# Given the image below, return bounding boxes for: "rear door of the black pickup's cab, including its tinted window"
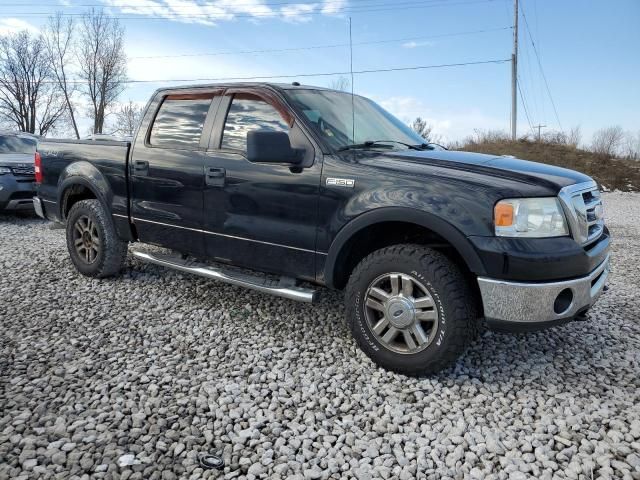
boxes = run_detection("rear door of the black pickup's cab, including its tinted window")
[129,91,219,255]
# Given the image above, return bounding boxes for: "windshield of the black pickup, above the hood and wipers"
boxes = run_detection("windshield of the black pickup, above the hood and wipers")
[287,89,426,150]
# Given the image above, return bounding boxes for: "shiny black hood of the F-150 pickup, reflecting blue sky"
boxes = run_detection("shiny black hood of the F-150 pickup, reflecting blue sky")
[359,150,591,191]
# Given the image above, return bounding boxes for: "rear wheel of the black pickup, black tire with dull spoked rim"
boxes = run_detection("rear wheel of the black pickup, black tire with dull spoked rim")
[66,200,128,278]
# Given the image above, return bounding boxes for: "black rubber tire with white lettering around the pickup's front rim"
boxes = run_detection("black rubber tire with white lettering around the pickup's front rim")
[345,244,478,376]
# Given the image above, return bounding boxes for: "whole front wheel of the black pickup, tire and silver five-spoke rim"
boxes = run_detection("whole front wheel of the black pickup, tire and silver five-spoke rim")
[345,244,477,376]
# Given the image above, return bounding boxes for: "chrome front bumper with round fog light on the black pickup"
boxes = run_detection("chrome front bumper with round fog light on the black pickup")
[478,255,609,325]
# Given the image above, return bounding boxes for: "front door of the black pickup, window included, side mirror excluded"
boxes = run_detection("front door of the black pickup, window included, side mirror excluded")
[203,89,322,279]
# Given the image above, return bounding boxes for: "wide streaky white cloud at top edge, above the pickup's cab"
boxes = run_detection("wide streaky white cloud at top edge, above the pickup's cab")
[104,0,347,25]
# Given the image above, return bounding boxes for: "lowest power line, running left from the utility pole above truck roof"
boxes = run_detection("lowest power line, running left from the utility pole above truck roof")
[0,59,511,84]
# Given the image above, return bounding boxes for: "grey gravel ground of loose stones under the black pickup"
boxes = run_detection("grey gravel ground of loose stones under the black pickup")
[0,193,640,480]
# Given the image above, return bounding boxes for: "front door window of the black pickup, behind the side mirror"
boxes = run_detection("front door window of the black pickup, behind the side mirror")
[222,93,289,152]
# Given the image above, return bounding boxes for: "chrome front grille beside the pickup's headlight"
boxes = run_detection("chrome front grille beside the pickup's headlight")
[559,182,604,246]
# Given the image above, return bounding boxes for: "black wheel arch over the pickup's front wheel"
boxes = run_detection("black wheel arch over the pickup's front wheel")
[324,207,485,289]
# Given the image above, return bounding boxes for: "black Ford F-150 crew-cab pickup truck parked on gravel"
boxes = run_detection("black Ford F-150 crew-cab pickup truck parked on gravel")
[34,83,610,375]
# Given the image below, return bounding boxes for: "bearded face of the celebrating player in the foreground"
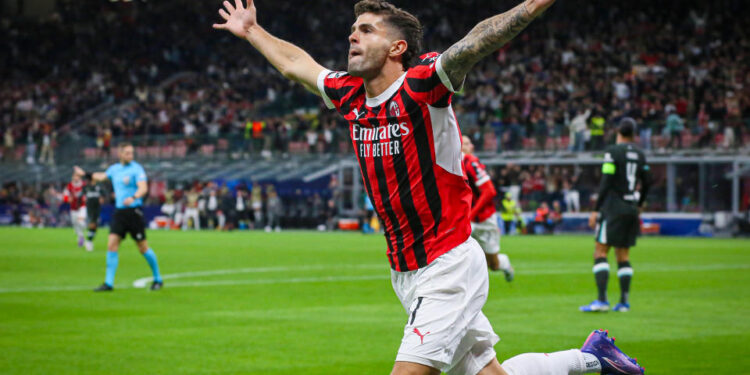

+--

Exercise
Write the number of lines in the data above that contain the word "below", and add nothing to it.

Exercise output
2